● Task statement: The response must consist of the lines below from the one with "Query: black sock" through the one with "on grass, reported", exactly as they appear and with both ends kept.

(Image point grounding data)
———
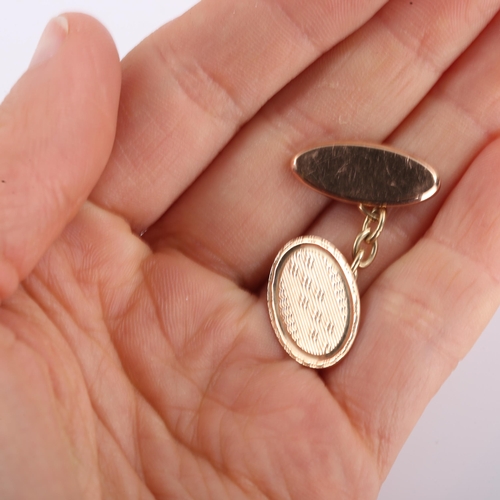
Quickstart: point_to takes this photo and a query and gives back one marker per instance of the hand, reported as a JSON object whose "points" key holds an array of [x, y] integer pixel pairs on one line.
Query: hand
{"points": [[133, 367]]}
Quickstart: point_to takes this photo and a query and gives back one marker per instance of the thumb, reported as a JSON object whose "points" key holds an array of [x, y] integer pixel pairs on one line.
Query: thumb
{"points": [[57, 128]]}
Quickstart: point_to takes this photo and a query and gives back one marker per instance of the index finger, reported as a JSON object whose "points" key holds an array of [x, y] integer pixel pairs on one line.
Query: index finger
{"points": [[189, 87]]}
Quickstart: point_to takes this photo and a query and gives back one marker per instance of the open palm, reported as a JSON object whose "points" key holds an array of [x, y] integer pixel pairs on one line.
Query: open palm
{"points": [[142, 364]]}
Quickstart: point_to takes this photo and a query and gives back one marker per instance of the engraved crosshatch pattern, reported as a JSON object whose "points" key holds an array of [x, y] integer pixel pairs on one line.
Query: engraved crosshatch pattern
{"points": [[312, 301]]}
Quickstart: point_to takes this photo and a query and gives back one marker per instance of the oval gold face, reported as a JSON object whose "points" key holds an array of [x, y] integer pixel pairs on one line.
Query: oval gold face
{"points": [[313, 302]]}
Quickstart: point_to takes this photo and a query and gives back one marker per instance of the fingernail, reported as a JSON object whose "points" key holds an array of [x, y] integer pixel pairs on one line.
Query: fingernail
{"points": [[52, 37]]}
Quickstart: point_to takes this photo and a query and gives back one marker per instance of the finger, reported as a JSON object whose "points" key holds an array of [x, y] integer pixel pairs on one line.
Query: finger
{"points": [[192, 84], [56, 132], [448, 129], [378, 76], [424, 313]]}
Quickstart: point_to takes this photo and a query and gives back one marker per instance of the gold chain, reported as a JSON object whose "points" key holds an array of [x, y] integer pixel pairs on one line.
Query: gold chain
{"points": [[369, 236]]}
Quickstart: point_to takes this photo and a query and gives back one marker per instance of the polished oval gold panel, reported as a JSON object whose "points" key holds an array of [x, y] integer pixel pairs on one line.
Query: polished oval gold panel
{"points": [[372, 175], [313, 302]]}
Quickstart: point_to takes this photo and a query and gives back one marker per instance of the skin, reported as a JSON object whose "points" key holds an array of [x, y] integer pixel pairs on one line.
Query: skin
{"points": [[146, 366]]}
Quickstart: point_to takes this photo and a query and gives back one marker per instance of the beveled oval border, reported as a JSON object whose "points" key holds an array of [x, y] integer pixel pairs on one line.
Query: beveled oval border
{"points": [[288, 344]]}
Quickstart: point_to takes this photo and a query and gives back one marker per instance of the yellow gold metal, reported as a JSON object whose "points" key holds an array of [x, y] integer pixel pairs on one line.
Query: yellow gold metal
{"points": [[313, 302], [312, 295]]}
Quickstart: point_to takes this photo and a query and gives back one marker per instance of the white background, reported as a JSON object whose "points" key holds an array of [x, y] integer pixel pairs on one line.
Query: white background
{"points": [[454, 452]]}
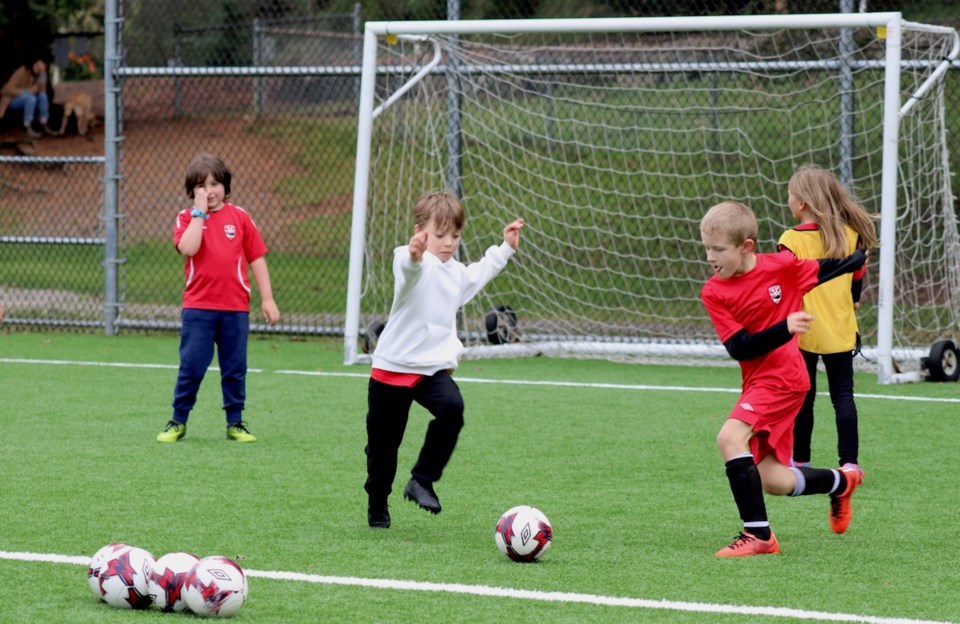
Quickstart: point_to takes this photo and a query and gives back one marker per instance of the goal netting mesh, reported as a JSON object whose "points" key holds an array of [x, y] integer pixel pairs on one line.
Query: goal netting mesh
{"points": [[613, 145]]}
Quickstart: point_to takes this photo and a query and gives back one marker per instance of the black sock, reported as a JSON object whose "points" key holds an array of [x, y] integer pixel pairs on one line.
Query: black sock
{"points": [[821, 481], [748, 494]]}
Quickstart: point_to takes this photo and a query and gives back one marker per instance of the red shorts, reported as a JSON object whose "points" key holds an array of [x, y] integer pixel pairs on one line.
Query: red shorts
{"points": [[770, 413]]}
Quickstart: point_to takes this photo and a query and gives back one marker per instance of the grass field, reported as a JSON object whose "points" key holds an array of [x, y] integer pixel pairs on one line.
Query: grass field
{"points": [[620, 457]]}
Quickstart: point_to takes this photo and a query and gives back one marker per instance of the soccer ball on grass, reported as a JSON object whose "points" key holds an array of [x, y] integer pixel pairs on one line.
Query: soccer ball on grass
{"points": [[523, 533], [123, 577], [166, 581], [215, 587]]}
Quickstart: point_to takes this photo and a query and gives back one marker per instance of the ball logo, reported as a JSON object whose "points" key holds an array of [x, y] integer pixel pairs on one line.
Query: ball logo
{"points": [[525, 534], [219, 574], [775, 293]]}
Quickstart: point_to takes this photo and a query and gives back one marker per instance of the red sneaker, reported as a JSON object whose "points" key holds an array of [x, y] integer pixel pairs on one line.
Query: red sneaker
{"points": [[748, 544], [840, 509]]}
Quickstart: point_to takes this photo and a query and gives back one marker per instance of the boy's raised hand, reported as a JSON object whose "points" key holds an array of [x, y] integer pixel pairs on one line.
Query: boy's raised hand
{"points": [[511, 233], [200, 198], [417, 245], [799, 322]]}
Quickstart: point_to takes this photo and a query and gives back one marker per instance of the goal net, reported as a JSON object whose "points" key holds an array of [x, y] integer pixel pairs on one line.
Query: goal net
{"points": [[613, 137]]}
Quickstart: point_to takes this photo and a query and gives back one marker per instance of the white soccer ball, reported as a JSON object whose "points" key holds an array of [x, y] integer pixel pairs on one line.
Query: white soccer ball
{"points": [[523, 533], [123, 578], [215, 587], [93, 569], [166, 581]]}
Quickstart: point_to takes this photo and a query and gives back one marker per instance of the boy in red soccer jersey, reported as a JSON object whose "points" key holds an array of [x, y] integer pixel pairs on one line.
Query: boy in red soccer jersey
{"points": [[220, 241], [754, 301]]}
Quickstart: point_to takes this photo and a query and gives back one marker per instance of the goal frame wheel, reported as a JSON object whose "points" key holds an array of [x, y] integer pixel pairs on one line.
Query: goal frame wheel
{"points": [[372, 336], [501, 324], [943, 363]]}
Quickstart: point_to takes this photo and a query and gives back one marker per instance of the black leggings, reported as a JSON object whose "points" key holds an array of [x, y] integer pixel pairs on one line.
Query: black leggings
{"points": [[840, 379], [388, 410]]}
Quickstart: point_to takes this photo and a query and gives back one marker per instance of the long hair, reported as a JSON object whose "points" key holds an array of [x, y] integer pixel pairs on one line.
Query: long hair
{"points": [[833, 206]]}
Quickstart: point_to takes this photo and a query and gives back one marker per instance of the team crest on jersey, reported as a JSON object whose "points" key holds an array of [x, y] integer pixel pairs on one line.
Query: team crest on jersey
{"points": [[775, 293]]}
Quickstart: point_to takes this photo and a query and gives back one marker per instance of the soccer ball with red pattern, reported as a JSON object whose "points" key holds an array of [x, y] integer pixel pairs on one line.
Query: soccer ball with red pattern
{"points": [[166, 581], [123, 576], [93, 569], [215, 587], [523, 533]]}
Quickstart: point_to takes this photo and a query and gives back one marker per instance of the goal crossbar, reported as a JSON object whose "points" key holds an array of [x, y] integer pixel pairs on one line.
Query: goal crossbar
{"points": [[889, 27]]}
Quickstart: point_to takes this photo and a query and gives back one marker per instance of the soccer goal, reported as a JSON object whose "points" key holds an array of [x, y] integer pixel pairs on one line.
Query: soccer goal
{"points": [[612, 137]]}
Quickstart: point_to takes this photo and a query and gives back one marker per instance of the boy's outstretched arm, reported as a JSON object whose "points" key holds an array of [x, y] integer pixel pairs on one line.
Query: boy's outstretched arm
{"points": [[417, 245], [511, 233], [271, 313], [746, 346]]}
———
● Your solution:
Query: black sock
{"points": [[821, 481], [748, 494]]}
Quickstart: point_to takes this photo and a query and gives back one marker per instance of the red shorts, reported as a JSON object whose "points" key holds an array of [x, y] integer pixel pairs on one line.
Query: red shorts
{"points": [[770, 413]]}
Quickstart: point_to takes this photo and a query and gives back one marker per instance of the grass field, reported as a JSON object whose "points" key holds an array of [x, y] integer pixel pairs on one line.
Query: grass field
{"points": [[620, 457]]}
Quickstart: point_to takes this photo and a query and gives back one marker per instance of the soccer ball on grass, reported as a JSON object whose "points" key holds an array of [x, y] integer pixel pairs on one line.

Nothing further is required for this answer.